Requirement:
Rewrite the data below as a Markdown table with two columns, Line and Text, giving each line its row number and leaving out blank lines.

Data lines:
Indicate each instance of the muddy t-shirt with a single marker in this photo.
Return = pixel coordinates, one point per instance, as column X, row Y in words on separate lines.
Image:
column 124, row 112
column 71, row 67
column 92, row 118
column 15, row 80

Result for this task:
| Line | Text |
|---|---|
| 1 | Indicate each instance of the muddy t-shirt with a single marker in this photo. |
| 2 | Return = pixel coordinates, one point per instance, as column X, row Y in words on separate lines. |
| 3 | Image: |
| 4 | column 124, row 112 |
| 5 | column 71, row 67 |
| 6 | column 92, row 118 |
| 7 | column 15, row 80 |